» Problem requirements
Copy out the entries exactly, from the first line to the last.

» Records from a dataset
════════
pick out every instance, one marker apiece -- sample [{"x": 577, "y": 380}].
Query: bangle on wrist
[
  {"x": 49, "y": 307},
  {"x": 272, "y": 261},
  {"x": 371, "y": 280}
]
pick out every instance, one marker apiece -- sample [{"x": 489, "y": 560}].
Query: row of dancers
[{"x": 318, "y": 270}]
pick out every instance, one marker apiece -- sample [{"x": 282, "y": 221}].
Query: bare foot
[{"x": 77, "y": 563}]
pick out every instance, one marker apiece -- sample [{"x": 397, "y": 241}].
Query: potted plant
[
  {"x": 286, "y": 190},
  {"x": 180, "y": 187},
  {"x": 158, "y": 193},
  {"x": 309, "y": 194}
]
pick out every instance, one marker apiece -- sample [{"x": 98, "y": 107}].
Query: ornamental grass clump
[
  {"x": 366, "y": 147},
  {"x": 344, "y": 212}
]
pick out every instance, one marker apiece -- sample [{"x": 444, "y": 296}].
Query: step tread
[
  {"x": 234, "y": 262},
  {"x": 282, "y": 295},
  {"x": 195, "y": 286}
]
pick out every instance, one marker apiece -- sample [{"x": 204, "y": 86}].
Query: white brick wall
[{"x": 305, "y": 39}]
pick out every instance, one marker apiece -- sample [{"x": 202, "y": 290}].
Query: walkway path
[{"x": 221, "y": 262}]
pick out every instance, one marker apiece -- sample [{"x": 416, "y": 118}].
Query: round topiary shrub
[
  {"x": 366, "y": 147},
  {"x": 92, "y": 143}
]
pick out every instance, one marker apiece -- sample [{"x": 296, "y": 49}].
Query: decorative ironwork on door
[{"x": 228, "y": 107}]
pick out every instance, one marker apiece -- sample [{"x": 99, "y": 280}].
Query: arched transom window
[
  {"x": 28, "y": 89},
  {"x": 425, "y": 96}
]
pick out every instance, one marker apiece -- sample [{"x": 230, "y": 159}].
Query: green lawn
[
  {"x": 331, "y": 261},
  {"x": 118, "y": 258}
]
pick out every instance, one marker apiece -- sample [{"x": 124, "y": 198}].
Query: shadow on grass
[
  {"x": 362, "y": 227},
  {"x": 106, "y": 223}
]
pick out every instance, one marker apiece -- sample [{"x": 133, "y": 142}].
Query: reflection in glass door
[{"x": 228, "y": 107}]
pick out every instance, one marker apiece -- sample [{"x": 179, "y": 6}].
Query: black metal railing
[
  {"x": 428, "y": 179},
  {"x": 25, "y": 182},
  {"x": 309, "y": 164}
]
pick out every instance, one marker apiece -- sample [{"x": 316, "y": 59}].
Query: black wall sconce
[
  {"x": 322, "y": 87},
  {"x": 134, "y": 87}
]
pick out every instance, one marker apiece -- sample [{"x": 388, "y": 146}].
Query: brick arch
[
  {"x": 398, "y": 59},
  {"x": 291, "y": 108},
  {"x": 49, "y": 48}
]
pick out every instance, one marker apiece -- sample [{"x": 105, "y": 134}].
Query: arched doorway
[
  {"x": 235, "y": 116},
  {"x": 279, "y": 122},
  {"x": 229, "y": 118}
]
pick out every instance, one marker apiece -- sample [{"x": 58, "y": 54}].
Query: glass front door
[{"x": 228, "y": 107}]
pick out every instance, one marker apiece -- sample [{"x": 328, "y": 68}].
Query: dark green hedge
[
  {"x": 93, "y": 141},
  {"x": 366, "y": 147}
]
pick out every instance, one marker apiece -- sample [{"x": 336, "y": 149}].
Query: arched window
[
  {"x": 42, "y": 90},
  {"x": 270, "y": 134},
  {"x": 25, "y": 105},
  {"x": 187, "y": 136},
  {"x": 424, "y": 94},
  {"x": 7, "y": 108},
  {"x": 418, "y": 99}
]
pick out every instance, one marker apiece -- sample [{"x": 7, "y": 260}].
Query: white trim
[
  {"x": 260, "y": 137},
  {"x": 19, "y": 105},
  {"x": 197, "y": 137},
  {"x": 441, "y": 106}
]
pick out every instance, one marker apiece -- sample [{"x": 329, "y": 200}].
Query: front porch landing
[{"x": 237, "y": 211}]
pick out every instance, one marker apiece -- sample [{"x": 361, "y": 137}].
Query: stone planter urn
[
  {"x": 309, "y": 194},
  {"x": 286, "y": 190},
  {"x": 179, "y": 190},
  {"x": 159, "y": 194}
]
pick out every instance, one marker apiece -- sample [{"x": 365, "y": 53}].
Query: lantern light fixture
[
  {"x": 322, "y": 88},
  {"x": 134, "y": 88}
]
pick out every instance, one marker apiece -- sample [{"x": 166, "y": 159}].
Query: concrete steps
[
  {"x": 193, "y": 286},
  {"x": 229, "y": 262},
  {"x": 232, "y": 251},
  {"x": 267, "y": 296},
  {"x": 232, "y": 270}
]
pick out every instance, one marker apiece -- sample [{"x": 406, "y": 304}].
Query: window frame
════════
» Task solution
pick out every instance, one marker apiece -- sample [{"x": 577, "y": 380}].
Query: bangle on wrist
[
  {"x": 49, "y": 307},
  {"x": 272, "y": 261},
  {"x": 371, "y": 280}
]
pick out every instance, one marker apiece -- sample [{"x": 489, "y": 560}].
Query: row of dancers
[{"x": 318, "y": 270}]
pick out every instance, one marker apiece -- sample [{"x": 282, "y": 221}].
Query: bare foot
[{"x": 77, "y": 563}]
pick out every instance, one marker apiece -- sample [{"x": 397, "y": 241}].
Query: potted plant
[
  {"x": 286, "y": 190},
  {"x": 180, "y": 187},
  {"x": 158, "y": 193},
  {"x": 309, "y": 194}
]
pick out every instance, one marker apiece -- sample [{"x": 98, "y": 107}].
Query: ornamental grass clump
[
  {"x": 366, "y": 147},
  {"x": 344, "y": 212}
]
pick out every instance, one marker apiece -- sample [{"x": 444, "y": 296}].
Query: step tread
[
  {"x": 234, "y": 262},
  {"x": 282, "y": 295},
  {"x": 195, "y": 286}
]
pick out every instance, one marker apiece -- sample [{"x": 204, "y": 86}].
Query: white brick wall
[{"x": 305, "y": 39}]
pick out every instance, one marker apiece -- sample [{"x": 202, "y": 290}].
Query: walkway path
[{"x": 221, "y": 262}]
pick out every instance, one marker apiece -- sample [{"x": 416, "y": 118}].
Query: round topiary shrub
[
  {"x": 366, "y": 147},
  {"x": 92, "y": 143}
]
pick out every instance, one marker apiece -- sample [{"x": 296, "y": 49}].
Query: decorative ironwork on door
[{"x": 228, "y": 107}]
pick out every instance, one marker apiece -- sample [{"x": 99, "y": 280}].
Query: arched transom window
[
  {"x": 28, "y": 89},
  {"x": 425, "y": 96}
]
pick out every instance, one marker apiece -- sample [{"x": 230, "y": 159}].
Query: green lawn
[
  {"x": 331, "y": 261},
  {"x": 118, "y": 258}
]
pick out every instance, one marker apiece -- sample [{"x": 124, "y": 198}].
Query: shadow on grass
[
  {"x": 362, "y": 227},
  {"x": 106, "y": 223}
]
pick out every instance, one marker apiece -- sample [{"x": 133, "y": 142}].
Query: reflection in glass door
[{"x": 228, "y": 107}]
pick out every instance, one marker apiece -- sample [{"x": 179, "y": 6}].
Query: black metal railing
[
  {"x": 428, "y": 179},
  {"x": 25, "y": 182},
  {"x": 309, "y": 164}
]
pick out every instance, one marker apiece -- sample [{"x": 316, "y": 59}].
Query: black wall sconce
[
  {"x": 322, "y": 87},
  {"x": 134, "y": 87}
]
pick out every instance, one marker apiece -- sample [{"x": 388, "y": 146}].
Query: brick arch
[
  {"x": 398, "y": 59},
  {"x": 291, "y": 108},
  {"x": 49, "y": 48}
]
pick out every instance, one marker apiece -- sample [{"x": 105, "y": 134}].
Query: arched doorway
[
  {"x": 235, "y": 116},
  {"x": 279, "y": 122},
  {"x": 229, "y": 118}
]
pick out every instance, one marker apiece -- sample [{"x": 58, "y": 54}].
Query: glass front door
[{"x": 228, "y": 107}]
pick out every instance, one marker apiece -- sample [{"x": 328, "y": 68}].
Query: dark green hedge
[
  {"x": 93, "y": 141},
  {"x": 366, "y": 147}
]
pick out every instance, one marker apiece -- sample [{"x": 336, "y": 149}].
Query: arched window
[
  {"x": 42, "y": 90},
  {"x": 270, "y": 134},
  {"x": 25, "y": 105},
  {"x": 187, "y": 136},
  {"x": 424, "y": 94},
  {"x": 7, "y": 108},
  {"x": 418, "y": 99}
]
pick out every instance, one marker apiece -- sample [{"x": 7, "y": 260}].
Query: white trim
[
  {"x": 260, "y": 137},
  {"x": 19, "y": 105},
  {"x": 197, "y": 137},
  {"x": 441, "y": 106}
]
pick out every instance, one marker apiece -- sample [{"x": 329, "y": 200}].
Query: front porch landing
[{"x": 237, "y": 211}]
pick out every instance, one marker apiece -- sample [{"x": 361, "y": 137}].
Query: stone planter urn
[
  {"x": 309, "y": 194},
  {"x": 286, "y": 190},
  {"x": 179, "y": 190},
  {"x": 159, "y": 194}
]
pick out every instance, one marker apiece -- sample [{"x": 365, "y": 53}].
Query: lantern light fixture
[
  {"x": 322, "y": 88},
  {"x": 134, "y": 88}
]
pick out every instance, one marker apiece -- sample [{"x": 166, "y": 159}].
Query: concrete steps
[
  {"x": 193, "y": 286},
  {"x": 229, "y": 262},
  {"x": 232, "y": 251},
  {"x": 267, "y": 296},
  {"x": 232, "y": 270}
]
pick out every instance, one marker apiece -- sample [{"x": 406, "y": 304}].
Query: window frame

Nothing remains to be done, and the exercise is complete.